Passage retenu:
^^^^

Courses / 12.10.2020
Francis Teboul : « Le Berry ** est un cheval hors du commun »
Par Christopher Galmiche
Vingt-quatre heures après la démonstration de son champion Le Berry ** (Gemix) dans le Prix Orcada (Gr3), son copropriétaire Francis Teboul nous a accordé de son temps pour revenir sur la belle histoire de son champion, l’équipe soudée qu’il forme avec David Cottin et sur sa passion pour l’élevage et les courses.
Jour de Galop. – Comment avez-vous vécu la victoire de Le Berry dimanche dans le Prix Orcada ?

^^^^

Données fournies:

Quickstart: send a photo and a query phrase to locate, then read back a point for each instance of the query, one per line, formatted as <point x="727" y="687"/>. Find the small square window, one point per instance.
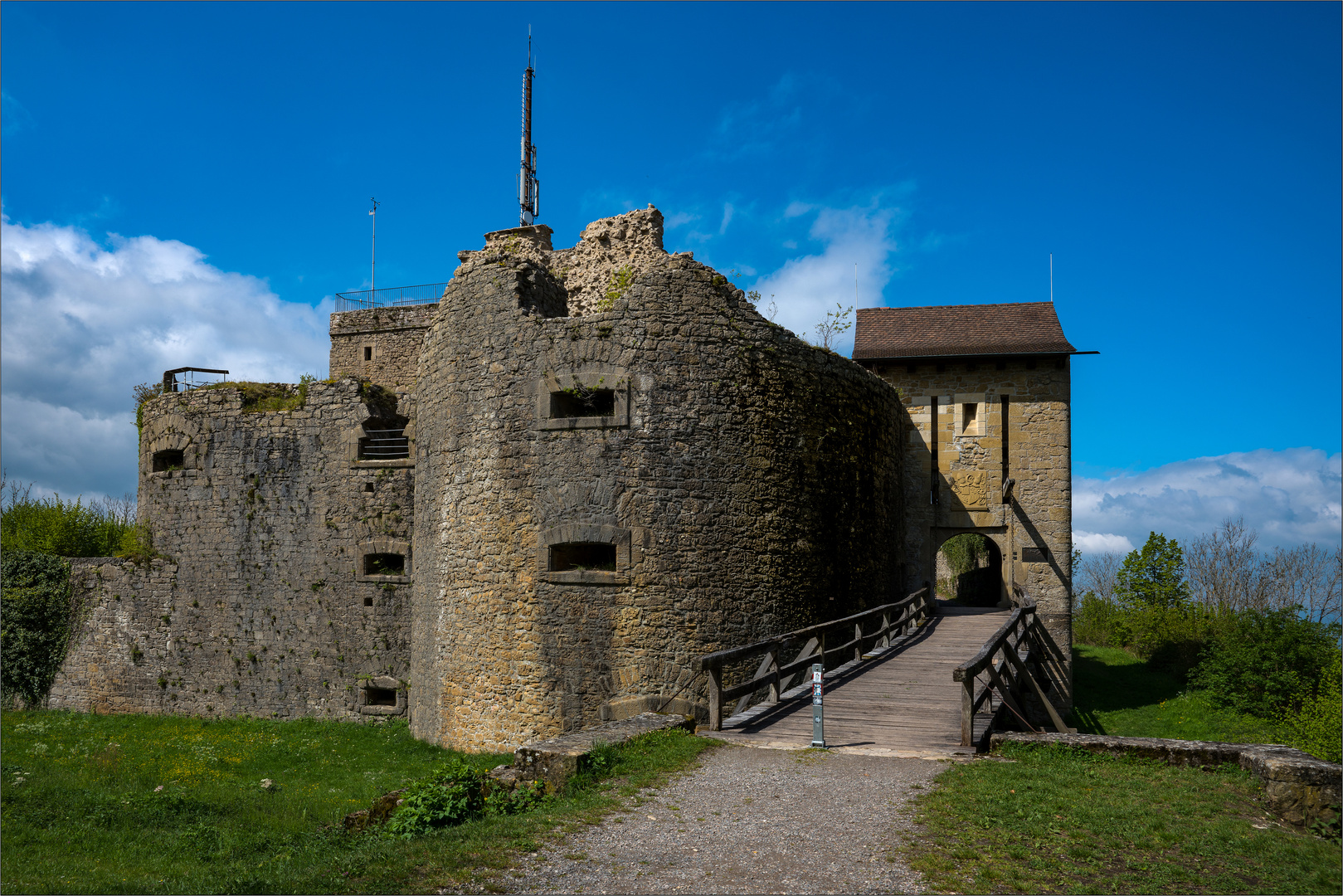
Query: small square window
<point x="970" y="419"/>
<point x="382" y="698"/>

^^^^

Condensez le paragraphe du passage retenu qui commence par « Vingt-quatre heures après » sans perdre ses faits principaux.

En réponse:
Au lendemain de la démonstration de Le Berry ** (Gemix) dans le Prix Orcada (Gr3), son copropriétaire Francis Teboul est revenu sur plusieurs sujets :
- l'histoire de son champion ;
- l'équipe soudée qu'il forme avec David Cottin ;
- sa passion pour l'élevage et les courses.